→ Kutipan Terpilih
::::

POLITIK HUKUM PERINDUSTRIAN INDONESIA

POLITIK HUKUM PERINDUSTRIAN INDONESIA – Mahfud MD mendefinisikan politik hukum sebagai legal policy atau garis kebijakan resmi tentang hukum yang akan diberlakukan baik dengan pembuatan hukum baru maupun dengan penggantian hukum lama, dalam rangka mencapai tujuan negara (Mahfud MD, 2010: 1). Berdasarkan definisi tersebut, politik hukum dapat dimaknai sebagai berbagai kebijakan pemerintah dan peraturan perundang- undangan berdasarkan cita hukum untuk mewujudkan tujuan negara. Berkaitan dengan perindustrian, maka politik hukum perindustrian dapat didefinisikan sebagai berbagai kerbijakan dan peraturan perundang- undangan yang dilakukan dan dibuat oleh pemerintah dibidang perindustrian berdasarkan cita-cita negara dan cita-cita hukum untuk mewujudkan tujuan negara.

Politik hukum perindustrian Indonesia terus berubah seiring dengan perkembangan zaman. Perubahan tersebut tidak hanya dipicu oleh perubahan ideologi, politik dan struktur ekonomi dari masa ke masa melainkan  juga perkembangan teknologi dan sistem pemerintahan. Selain itu, faktor kepemimpinan juga sangat mempengaruhi arah kebijakan politik hukum perindustrian Indonesia. Menengok sejarah, perkembangan industri Indonesia di awali dari sebelum masa kolonialisme. Hasil temuan sejarah membuktikan bahwa industri gerabah berkembang hampir merata di seluruh Indonesia dan mengalami perubahan ketika masa perkembangan industrialisasi di Eropa.

::::

(Label titik objek)
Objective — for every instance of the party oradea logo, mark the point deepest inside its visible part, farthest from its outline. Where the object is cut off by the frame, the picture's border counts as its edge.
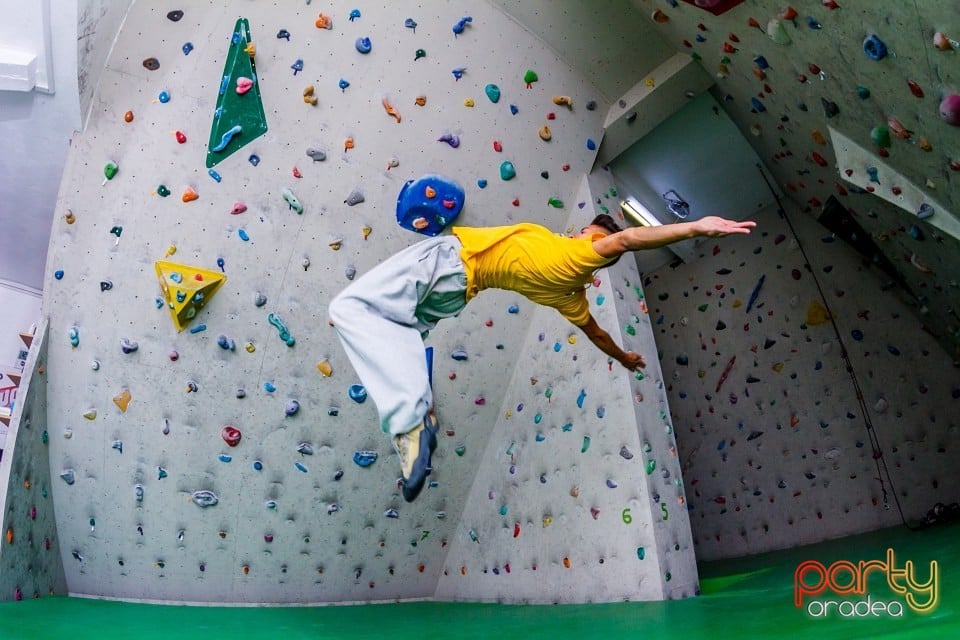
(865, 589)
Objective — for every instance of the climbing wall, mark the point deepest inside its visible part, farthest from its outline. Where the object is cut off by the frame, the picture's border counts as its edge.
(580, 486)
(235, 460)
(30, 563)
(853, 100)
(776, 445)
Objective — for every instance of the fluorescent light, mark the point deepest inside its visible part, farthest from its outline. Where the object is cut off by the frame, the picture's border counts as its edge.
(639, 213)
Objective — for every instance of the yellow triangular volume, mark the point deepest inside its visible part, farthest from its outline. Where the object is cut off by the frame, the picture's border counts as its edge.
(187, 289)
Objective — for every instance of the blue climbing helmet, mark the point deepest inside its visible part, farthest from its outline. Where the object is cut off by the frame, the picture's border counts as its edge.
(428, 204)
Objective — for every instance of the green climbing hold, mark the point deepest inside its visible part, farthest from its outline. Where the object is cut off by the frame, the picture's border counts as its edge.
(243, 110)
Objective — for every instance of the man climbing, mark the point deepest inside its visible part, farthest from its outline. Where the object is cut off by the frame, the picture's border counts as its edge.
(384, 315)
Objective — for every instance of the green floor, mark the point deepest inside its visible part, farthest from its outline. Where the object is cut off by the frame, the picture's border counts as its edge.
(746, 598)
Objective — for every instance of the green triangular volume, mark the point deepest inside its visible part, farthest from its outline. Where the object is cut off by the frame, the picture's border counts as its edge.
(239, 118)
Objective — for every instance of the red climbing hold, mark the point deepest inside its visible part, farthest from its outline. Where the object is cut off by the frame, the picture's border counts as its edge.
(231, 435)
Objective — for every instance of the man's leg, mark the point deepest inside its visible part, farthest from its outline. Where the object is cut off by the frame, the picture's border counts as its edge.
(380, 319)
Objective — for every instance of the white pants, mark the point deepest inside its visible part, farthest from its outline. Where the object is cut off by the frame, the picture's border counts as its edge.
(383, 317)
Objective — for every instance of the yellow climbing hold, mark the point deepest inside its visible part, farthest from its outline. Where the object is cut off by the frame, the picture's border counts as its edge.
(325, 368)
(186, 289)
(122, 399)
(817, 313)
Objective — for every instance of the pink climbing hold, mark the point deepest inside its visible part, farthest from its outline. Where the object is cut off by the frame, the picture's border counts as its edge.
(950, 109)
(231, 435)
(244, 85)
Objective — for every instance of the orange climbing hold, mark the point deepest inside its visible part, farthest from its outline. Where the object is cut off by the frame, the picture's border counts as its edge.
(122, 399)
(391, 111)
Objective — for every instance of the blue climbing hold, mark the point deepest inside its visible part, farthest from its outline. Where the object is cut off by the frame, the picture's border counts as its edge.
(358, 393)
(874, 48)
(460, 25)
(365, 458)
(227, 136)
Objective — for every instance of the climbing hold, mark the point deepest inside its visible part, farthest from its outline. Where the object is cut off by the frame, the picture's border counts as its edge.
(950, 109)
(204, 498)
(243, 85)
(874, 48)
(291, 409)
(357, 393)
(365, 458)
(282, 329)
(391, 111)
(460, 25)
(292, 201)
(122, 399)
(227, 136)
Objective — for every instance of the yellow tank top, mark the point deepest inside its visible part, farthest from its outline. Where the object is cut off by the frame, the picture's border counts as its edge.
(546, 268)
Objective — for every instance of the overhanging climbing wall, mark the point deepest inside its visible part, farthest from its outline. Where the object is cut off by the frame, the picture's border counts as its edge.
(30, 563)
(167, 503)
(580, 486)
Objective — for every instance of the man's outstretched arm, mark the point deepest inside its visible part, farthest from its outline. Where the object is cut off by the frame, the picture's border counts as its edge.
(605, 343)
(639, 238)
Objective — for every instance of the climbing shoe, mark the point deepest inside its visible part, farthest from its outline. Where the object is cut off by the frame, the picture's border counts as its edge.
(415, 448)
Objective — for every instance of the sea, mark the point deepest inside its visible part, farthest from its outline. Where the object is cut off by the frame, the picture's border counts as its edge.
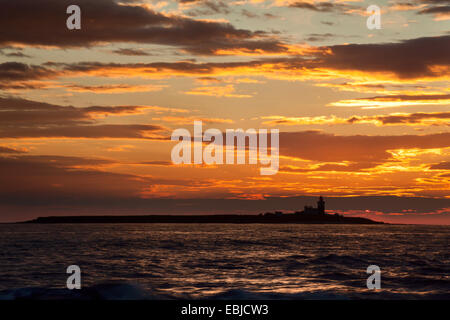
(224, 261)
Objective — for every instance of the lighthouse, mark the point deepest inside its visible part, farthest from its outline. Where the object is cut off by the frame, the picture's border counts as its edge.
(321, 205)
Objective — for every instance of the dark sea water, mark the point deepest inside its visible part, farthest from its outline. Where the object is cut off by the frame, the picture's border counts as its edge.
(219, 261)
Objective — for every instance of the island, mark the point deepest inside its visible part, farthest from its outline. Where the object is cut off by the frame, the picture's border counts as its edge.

::::

→ Tugas yang Dikerjakan
(1) Cari setiap baris dalam daftar yang memuat kata "blue", lalu salin baris-baris tersebut. Huruf besar dan kecil dianggap berbeda.
(2) Lanjutkan tulisan tentang politik hukum perindustrian Indonesia, mulai setelah kalimat terakhir yang ada.

→ Hasil Latihan
(1)
Objective — for every instance of the blue climbing helmet, mark the point deepest inside its visible part, farthest from its outline. Where the object is cut off by the frame, the picture's border counts as its edge.
Objective — for every instance of the blue climbing hold, mark the point deepest inside its visible part, farthest from its outline. Where the object is cut off by the frame, the picture's border counts as its edge.

(2)
Masa kolonialisme turut mempengaruhi kondisi perindustrian Indonesia. Keberadaan serikat dagang Belanda, Vereenigle Oost-Indische Compagnie (VOC) dan masa tanam paksa (1830-1870), menjadi catatan sejarah awal industri pertanian di Indonesia. Seiring dengan itu tumbuh pula bengkel-bengkel perawatan mesin dan konstruksi baja yang menjadi embrio pabrik permesinan di pulau Jawa. Pada tahun 1934, pemerintah Belanda mengeluarkan peraturan peraturan baru bidang perindustrian, Bedrijfs  Reglementeerings Ordonnantie (BRO). Dengan adanya peraturan itu, pemerintah berhak memberi izin membangun pabrik, menutup pabrik, dan melakukan perubahan-perubahan. (Jur Udin Silalahi, 2009: 17).

Pada masa kolonial Jepang (tahun 1942-1945), Jepang menerapkan kebijakan pengerahan sumber daya ekonomi untuk mendukung gerak maju Jepang dalam Perang Pasifik. Akibatnya terjadi perombakan besar-besaran dalam struktur ekonomi masyarakat. Kesejahteraan merosot tajam dan terjadi bencana kekurangan pangan, karena produksi bahan makanan untuk memasok pasukan militer dan produksi minyak jarak untuk pelumas pesawat tempur menempati prioritas utama.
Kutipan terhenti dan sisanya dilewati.